-- Start DATA ROWS --

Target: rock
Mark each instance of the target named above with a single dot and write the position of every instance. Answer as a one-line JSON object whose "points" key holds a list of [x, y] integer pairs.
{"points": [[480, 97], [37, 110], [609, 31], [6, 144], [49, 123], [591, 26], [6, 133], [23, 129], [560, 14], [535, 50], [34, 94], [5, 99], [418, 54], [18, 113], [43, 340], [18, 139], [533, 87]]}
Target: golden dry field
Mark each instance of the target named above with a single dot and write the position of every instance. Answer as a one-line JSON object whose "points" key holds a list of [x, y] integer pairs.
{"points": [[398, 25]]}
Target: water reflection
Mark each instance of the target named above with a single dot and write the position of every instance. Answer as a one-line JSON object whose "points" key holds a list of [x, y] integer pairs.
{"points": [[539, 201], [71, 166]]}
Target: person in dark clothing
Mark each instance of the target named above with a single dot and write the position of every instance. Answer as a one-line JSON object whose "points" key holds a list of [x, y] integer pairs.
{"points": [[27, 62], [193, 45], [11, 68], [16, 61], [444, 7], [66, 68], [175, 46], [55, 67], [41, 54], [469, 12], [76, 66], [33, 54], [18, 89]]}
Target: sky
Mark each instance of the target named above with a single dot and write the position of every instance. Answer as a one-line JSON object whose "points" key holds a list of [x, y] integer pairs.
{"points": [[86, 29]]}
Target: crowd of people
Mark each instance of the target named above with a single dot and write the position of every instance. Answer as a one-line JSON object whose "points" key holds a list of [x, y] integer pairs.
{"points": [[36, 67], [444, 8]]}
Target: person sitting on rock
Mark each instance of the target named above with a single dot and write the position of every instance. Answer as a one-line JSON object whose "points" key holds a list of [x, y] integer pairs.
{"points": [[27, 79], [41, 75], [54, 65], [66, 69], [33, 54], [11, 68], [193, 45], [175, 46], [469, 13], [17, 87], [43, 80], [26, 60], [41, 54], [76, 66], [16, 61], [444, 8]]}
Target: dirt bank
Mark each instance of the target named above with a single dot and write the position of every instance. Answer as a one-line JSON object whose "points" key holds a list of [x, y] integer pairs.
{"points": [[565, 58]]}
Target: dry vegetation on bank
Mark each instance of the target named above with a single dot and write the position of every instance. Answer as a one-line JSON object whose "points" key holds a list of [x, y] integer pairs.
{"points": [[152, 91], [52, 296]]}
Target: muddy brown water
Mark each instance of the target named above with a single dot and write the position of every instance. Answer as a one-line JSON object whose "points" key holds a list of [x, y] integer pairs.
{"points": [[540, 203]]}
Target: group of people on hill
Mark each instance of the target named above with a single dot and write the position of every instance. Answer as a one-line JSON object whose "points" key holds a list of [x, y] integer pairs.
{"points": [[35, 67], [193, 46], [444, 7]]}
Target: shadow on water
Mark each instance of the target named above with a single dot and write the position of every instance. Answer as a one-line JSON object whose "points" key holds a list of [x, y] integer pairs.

-- End DATA ROWS --

_TASK GOAL_: Please repeat the listing exactly, with nothing left out.

_REPLY TO THE EXERCISE_:
Target: rock
Mark each instance of the target named above with a single dot and write the position of every instance. Answer as a one-line JSON object whose "points" key holds a list of [x, y] integer pairs.
{"points": [[480, 97], [37, 110], [609, 31], [6, 144], [49, 123], [591, 26], [6, 133], [23, 129], [560, 14], [535, 50], [34, 94], [5, 99], [418, 54], [18, 113], [43, 340], [18, 139], [533, 87]]}
Target: golden dry field
Mark each instance of the target named above with a single dot and write the position of every instance. Answer as a one-line JSON object whose "points" key holds a list of [x, y] integer pairs.
{"points": [[398, 25]]}
Target: water reflection
Mark each instance of the target named above with a single dot and write the position of every instance. Answer as a one-line JSON object whose "points" key holds a list of [x, y] integer pairs.
{"points": [[539, 201], [71, 166]]}
Target: person in dark clothing
Mark each instance of the target named above with a single dot and write the position of every instance. Answer as a one-line JSON object whose "points" key holds a list of [x, y] integer pairs.
{"points": [[27, 62], [193, 45], [11, 68], [16, 61], [444, 7], [66, 68], [175, 46], [55, 67], [41, 54], [469, 12], [76, 66], [33, 54], [18, 89]]}
Target: sky
Mark each instance of the target named above with a single dot and write the position of every instance. Answer as a one-line JSON object whose "points" key holds a list of [x, y] integer pairs.
{"points": [[86, 29]]}
Target: crowd of people
Mark each instance of the target named above with a single dot and write the position of every instance. Answer as a one-line JSON object whose "points" key holds a list of [x, y] integer pairs.
{"points": [[36, 67], [444, 8]]}
Target: person sitting on rock
Mark each instance of the target named above with a single dot and write the position of every instance. Answer as a one-line JSON object whose "points" key holds a list of [x, y] integer pairs.
{"points": [[27, 79], [41, 75], [54, 65], [66, 69], [33, 54], [11, 68], [193, 45], [175, 46], [469, 13], [17, 87], [43, 80], [26, 60], [41, 54], [76, 66], [16, 61], [444, 8]]}
Target: dirt bank
Mark each instance of the target named above with a single dot and write the position of every instance. Answer as a one-line JSON object whose "points" key holds a list of [x, y] integer pairs.
{"points": [[565, 58]]}
Target: dry vegetation on bank
Mark each instance of the target named above with a single dot and write the position of every instance. Answer as a one-line JSON object whose "points" key holds a list of [x, y] integer pairs.
{"points": [[152, 91], [52, 296]]}
Target: muddy brown water
Mark each instance of the target named above with a single dot and write the position of every instance. Answer as a one-line JSON object whose "points" key holds a list of [x, y] integer pairs.
{"points": [[540, 203]]}
Target: group of people on hill
Mark each instance of the target named above with a single dot and write the position of every instance. Answer as a one-line JSON object whose "points" key holds a list of [x, y] integer pairs.
{"points": [[35, 67], [193, 46], [444, 7]]}
Target: shadow on water
Mark each instance of the target named above with a single dot and write the position of every instance. Answer as a one-line JSON object whose "points" key holds a list of [x, y] integer pairs.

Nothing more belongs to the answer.